## Passage provided
▶
First of all, I am a bit confused at the format of the code. On line 04, is it an "else" statement? If not, then does it mean that even if width is 1 and it turns 1, it will still proceed to the statements after that (04-06).

Now let's use width =3, so then it will construct a smaller triangle with width 2, then it will call getArea() with width 2, so it will then get a smaller triangle with width 1. Again, calls the getArea method with width 1, it returns 1 this time. Then which line it will proceed to?

Thanks for all the clarifications!

Cheryl Scodario wrote:... On line 04, is it an "else" statement? If not, then does it mean that even if width is 1 and it turns 1, it will still proceed to the statements after that (04-06)...

It is not an "else" statement, although it has a similar effect in this context. In a method body, "return" stops execution of the method and immediately returns the value. So if width is 1, then the method will simply return the value 1 and not execute further. Otherwise, if the width is not 1, then the method will not return anything at that point, and will continue executing.

Cheryl Scodario wrote:...Now let's use width =3, so then it will construct a smaller triangle with width 2, then it will call getArea() with width 2, so it will then get a smaller triangle with width 1. Again, calls the getArea method with width 1, it returns 1 this time. Then which line it will proceed to? ...
◀
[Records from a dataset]
▶
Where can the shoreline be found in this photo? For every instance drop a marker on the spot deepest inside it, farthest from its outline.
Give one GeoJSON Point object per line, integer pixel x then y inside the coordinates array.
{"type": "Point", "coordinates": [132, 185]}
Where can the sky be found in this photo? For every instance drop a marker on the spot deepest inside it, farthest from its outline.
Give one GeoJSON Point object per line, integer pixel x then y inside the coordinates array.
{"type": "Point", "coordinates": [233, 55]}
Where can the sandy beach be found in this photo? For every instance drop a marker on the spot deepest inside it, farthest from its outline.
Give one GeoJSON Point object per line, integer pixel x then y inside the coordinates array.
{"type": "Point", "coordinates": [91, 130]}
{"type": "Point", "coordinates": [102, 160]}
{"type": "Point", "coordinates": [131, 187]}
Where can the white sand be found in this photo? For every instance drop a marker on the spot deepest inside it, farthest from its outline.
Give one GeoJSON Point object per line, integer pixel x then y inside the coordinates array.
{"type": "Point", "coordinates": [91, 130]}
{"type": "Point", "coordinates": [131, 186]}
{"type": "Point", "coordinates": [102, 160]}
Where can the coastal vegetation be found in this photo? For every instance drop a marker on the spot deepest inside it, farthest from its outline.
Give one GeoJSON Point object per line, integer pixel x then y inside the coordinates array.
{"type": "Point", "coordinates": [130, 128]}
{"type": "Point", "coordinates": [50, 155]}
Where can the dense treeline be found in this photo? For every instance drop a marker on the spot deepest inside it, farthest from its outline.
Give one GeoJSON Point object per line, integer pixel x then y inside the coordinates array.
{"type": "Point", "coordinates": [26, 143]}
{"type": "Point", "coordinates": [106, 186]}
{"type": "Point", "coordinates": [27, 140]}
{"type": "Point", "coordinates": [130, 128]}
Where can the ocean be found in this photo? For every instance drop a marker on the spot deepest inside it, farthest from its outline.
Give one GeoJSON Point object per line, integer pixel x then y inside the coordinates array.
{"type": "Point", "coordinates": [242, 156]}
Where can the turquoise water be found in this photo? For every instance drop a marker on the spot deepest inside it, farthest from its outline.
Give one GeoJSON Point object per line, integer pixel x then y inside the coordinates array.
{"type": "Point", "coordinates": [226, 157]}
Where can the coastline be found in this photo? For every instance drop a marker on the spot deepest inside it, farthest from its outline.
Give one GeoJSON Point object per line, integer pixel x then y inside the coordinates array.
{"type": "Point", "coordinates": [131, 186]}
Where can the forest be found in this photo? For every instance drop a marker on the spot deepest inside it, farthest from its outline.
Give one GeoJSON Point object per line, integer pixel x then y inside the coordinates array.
◀
## Exercise brief
Could you continue the forum thread about the recursive getArea() triangle method, picking up after its final line?

## Response
With recursive calls, a method starts executing, then gets to a point where it calls itself. But

**that first method call cannot proceed until the recursive call returns.**

You might think of recursion as a series of phone calls. I call someone and ask a question. They say, "Let me put you on hold while I get an answer." While I'm on hold, they call someone else and ask the question. That person says, "Let me put you on hold while I get an answer." This continues until someone can answer without needing to make another call. Then the answers continue back up the hold chain until I finally get my answer.

Note that there MUST be some end point to the recursion -- some condition under which another call is not needed. Otherwise, there would be "infinite recursion" and the program would freeze. In this example, the end point is when width is 1, and a value is returned without any more calls.

So to answer your question specifically, that return value of 1 is assigned to the smallerArea int in line 5 of the method that's getting the area for a triangle with a width of 2.

"We're kind of on the level of crossword puzzle writers... And no one ever goes to them and gives them an award." *~Joe Strummer*

sscce.org

marc weber wrote:

Cheryl Scodario wrote:... On line 04, is it an "else" statement? If not, then does it mean that even if width is 1 and it turns 1, it will still proceed to the statements after that (04-06)...

It is not an "else" statement, although it has a similar effect in this context. In a method body, "return" stops execution of the method and immediately returns the value. So if width is 1, then the method will simply return the value 1 and not execute further. Otherwise, if the width is not 1, then the method will not return anything at that point, and will continue executing.

So to answer your question specifically, that return value of 1 is assigned to the smallerArea int in line 5 of the method that's getting the area for a triangle with a width of 2.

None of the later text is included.